> [Goal]: Count the lines in the rows below that contain the string "metal", with uppercase and lowercase treated as distinct, and give only the resulting number.

> [Recorded information]:
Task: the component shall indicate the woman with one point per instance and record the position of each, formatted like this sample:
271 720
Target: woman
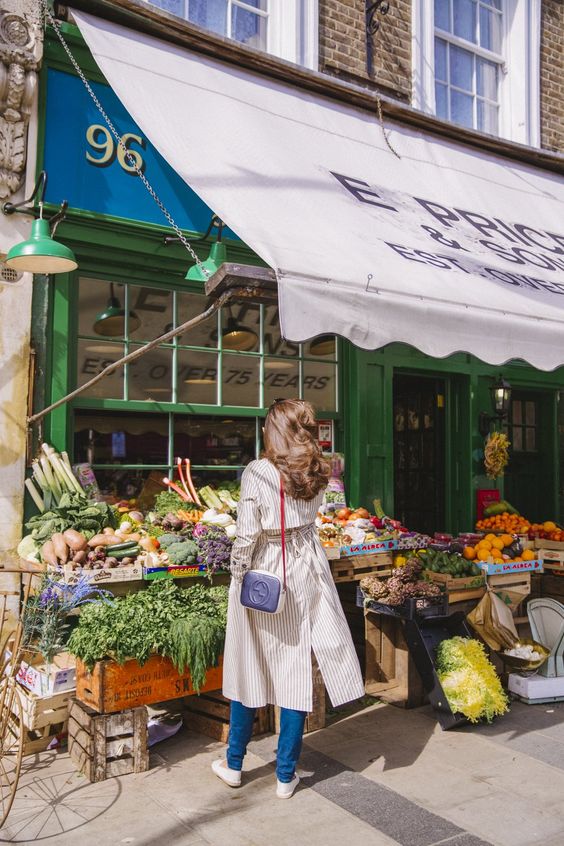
268 657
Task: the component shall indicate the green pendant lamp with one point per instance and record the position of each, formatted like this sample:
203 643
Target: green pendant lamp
111 322
40 253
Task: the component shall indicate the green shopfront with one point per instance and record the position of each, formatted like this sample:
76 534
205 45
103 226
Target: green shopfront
407 423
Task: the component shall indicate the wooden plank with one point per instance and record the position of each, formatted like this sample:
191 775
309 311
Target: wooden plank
112 687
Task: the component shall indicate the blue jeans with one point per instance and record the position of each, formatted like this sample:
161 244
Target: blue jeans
289 742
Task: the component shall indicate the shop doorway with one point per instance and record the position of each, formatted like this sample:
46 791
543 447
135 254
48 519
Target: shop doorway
528 478
419 452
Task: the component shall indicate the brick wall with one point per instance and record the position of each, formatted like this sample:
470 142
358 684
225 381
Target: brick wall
552 75
343 48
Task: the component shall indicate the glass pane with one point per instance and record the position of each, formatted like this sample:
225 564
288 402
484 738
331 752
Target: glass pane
461 108
488 117
461 68
517 439
281 379
516 411
274 343
464 19
175 7
92 357
241 328
197 377
141 438
324 346
248 27
151 309
320 384
101 309
441 100
150 377
210 14
486 74
203 335
441 60
240 380
490 30
215 440
442 15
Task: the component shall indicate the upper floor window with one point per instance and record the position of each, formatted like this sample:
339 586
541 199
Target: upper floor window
285 28
477 63
468 62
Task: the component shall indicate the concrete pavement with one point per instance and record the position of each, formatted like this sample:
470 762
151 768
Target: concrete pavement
379 777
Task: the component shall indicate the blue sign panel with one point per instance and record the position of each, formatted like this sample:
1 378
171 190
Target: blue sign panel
87 167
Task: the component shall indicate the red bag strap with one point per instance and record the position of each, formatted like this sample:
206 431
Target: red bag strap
282 529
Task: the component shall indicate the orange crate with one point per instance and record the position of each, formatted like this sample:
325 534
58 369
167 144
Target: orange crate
113 687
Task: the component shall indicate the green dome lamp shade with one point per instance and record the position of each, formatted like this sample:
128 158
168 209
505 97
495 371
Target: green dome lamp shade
41 253
111 322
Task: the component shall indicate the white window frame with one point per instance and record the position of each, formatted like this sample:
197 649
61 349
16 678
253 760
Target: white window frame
519 86
292 29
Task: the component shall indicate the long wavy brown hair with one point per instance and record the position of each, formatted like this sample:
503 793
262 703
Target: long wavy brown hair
290 433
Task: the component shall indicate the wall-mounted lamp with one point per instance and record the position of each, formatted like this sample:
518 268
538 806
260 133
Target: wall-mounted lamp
40 253
500 392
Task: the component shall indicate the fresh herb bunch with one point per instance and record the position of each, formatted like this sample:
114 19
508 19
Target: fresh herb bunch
75 511
469 680
214 549
45 621
141 624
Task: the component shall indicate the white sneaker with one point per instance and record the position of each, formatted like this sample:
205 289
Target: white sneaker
285 790
222 771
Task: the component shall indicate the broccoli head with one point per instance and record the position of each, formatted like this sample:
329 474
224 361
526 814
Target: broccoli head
183 553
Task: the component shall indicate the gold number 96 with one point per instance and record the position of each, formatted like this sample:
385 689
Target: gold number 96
99 138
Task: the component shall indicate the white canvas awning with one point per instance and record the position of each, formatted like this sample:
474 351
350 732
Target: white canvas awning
446 248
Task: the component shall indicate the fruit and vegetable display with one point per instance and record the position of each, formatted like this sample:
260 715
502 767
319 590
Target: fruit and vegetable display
185 625
342 526
496 454
406 583
469 680
72 533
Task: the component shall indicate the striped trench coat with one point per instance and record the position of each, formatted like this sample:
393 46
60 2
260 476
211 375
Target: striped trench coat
267 658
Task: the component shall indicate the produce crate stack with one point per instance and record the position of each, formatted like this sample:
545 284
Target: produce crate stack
107 745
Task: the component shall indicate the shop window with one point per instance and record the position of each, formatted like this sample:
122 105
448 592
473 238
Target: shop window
286 28
523 425
477 63
238 359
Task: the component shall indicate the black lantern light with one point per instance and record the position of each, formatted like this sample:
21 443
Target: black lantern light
500 392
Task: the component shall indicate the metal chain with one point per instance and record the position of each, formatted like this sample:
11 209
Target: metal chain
128 155
383 127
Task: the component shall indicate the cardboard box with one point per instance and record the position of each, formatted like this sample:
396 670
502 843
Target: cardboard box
48 679
511 567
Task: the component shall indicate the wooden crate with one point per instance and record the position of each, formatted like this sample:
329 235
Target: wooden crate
458 590
111 687
106 745
209 714
44 718
356 567
391 674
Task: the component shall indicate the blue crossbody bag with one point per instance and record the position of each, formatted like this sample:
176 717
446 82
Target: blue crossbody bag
262 590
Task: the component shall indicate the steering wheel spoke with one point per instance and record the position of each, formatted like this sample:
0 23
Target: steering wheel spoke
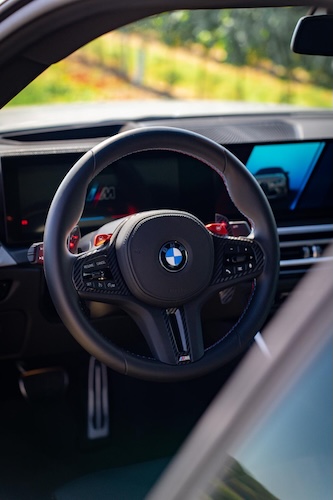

> [Solution for this problem]: 2